> What this task involves: Print the rows below word for word, beginning with the line that contains "around the green" and stopping after the line that contains "129, 214, 159, 229".

> Extracted data:
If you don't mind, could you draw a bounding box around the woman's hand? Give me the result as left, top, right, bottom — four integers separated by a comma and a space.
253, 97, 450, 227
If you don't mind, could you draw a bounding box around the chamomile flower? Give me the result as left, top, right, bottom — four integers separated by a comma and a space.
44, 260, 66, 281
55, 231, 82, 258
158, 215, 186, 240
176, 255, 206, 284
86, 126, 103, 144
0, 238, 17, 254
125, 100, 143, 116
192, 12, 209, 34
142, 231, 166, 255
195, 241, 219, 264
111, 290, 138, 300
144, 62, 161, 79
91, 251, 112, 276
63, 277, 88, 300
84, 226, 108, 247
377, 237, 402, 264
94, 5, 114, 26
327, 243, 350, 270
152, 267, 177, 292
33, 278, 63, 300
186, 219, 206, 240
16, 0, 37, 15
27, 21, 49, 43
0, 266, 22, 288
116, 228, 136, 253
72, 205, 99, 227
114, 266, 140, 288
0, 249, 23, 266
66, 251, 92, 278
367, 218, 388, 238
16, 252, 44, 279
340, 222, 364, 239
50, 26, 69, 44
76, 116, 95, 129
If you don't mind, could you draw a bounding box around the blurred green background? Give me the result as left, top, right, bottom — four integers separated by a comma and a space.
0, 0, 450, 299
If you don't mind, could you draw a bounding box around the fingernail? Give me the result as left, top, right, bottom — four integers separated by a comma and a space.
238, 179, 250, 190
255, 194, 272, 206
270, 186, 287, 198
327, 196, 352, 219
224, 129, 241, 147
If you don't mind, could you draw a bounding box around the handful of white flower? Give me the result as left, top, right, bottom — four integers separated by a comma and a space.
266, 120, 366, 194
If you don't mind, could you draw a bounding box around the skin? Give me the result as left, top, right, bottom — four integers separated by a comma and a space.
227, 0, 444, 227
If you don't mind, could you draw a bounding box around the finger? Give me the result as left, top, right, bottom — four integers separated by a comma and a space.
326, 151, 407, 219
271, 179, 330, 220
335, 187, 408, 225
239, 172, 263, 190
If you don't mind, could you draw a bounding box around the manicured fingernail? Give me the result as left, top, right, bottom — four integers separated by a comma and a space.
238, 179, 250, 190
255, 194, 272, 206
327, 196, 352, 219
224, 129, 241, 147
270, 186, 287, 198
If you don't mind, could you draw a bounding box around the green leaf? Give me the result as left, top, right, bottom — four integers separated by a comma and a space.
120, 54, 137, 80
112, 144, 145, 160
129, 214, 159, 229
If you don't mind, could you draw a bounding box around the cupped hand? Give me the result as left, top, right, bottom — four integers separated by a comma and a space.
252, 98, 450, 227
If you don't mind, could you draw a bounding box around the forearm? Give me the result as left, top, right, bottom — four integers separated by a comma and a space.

> Task response:
If you don't mind, could you draw a bounding box around the green leaf? Give me the result as left, top, right, bottom — four integers separated by a comma and a space.
120, 54, 137, 80
112, 144, 145, 160
129, 214, 159, 229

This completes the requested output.